begin Document segment
A. The registrant hereby undertakes:
(1) To file, during any period in which offers or sales are being made, a post-effective
amendment to this registration statement:
(i) To include any prospectus required by Section 10(a)(3) of the Securities Act of 1933;
(ii) To reflect in the prospectus any facts or events arising after the effective date of the
registration statement (or the most recent post-effective amendment thereof) which, individually or
in the aggregate, represent a fundamental change in the information set forth in the registration
statement. Notwithstanding the foregoing, any increase or decrease in volume of securities offered
(if the total dollar value of securities offered would not exceed that which was registered) and
any deviation from the low or high end of the estimated maximum offering range may be reflected in
the form of prospectus filed with the Commission pursuant to Rule 424(b) if, in the aggregate, the
changes in volume and price represent no more than a 20% change in the maximum aggregate offering
price set forth in the Calculation of Registration Fee table in the effective registration
statement;
(iii) To include any material information with respect to the plan of distribution not
previously disclosed in the registration statement or any material change to such information in
the registration statement;
Provided, however, that paragraphs (A)(1)(i) and (A)(1)(ii) do not apply if the registration
statement is on Form S-8 and the information required to be included in a post-effective amendment
by those paragraphs is contained in reports filed with or furnished to the Commission by the
registrant pursuant to Section 13 or Section 15(d) of the Securities Exchange Act of 1934 that are
incorporated by reference in the registration statement.
(2) That, for the purpose of determining any liability under the Securities Act of 1933, each
such post-effective amendment shall be deemed to be a new registration statement relating to the
securities offered therein, and the offering of such securities at that time shall be deemed to be
the initial bona fide offering thereof.
(3) To remove from registration by means of a post-effective amendment any of the securities
being registered which remain unsold at the termination of the offering.
end Document segment
begin Given material
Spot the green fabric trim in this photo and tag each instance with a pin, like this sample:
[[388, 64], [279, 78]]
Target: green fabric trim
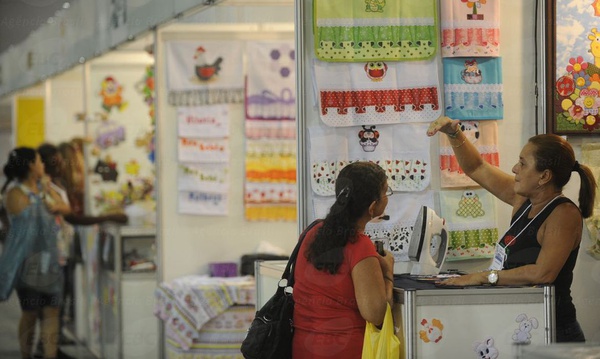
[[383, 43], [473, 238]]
end Given material
Objective A
According to the registrant undertakings text, what is the largest change in the maximum aggregate offering price that volume and price changes may represent if they are to be reflected in a prospectus filed under Rule 424(b)?
Objective B
Write out the registrant undertakings text word for word, everything from "(3) To remove" down to "of the offering.".
Objective C
Write what comes next in the registrant undertakings text, continuing on from its final sentence.

Task answer A
No more than a 20% change.

Task answer B
(3) To remove from registration by means of a post-effective amendment any of the securities
being registered which remain unsold at the termination of the offering.

Task answer C
B. The undersigned registrant hereby undertakes that, for purposes of determining any liability
under the Securities Act of 1933, each filing of the registrants annual report pursuant to Section
13(a) or Section 15(d) of the Securities Exchange Act of 1934 that is incorporated by reference in
the
registration statement shall be deemed to be a new registration statement relating to the
securities offered therein, and the offering of such securities at that time shall be deemed to be
the initial bona fide offering thereof.
C. Insofar as indemnification for liabilities arising under the Securities Act of 1933 may be
permitted to directors, officers and controlling persons of the registrant pursuant to the
foregoing indemnification provisions summarized in Item 6, or otherwise, the registrant has been
advised that in the opinion of the Securities and Exchange Commission such indemnification is
against public policy as expressed in the Securities Act and is, therefore, unenforceable. In the
event that a claim for indemnification against such liabilities (other than the payment by the
registrant of expenses incurred or paid by a director, officer or controlling person of the
registrant in the successful defense of any action, suit or proceeding) is asserted by such
director, officer or controlling person in connection with the securities being registered, the
registrant will, unless in the opinion of its counsel the matter has been settled by controlling
precedent, submit to a court of appropriate jurisdiction the question whether such indemnification
by it is against public policy as expressed in the Securities Act and will be governed by the final
adjudication of such issue.
SIGNATURES
Pursuant to the requirements of the Securities Act of 1933, as amended, the registrant
certifies that it has reasonable grounds to believe that it meets all of the requirements for
filing on Form S-8 and has duly caused this registration statement to be signed on its behalf by
the undersigned, thereunto duly authorized, in the City of The
Woodlands, State of Texas, on March 23, 2007.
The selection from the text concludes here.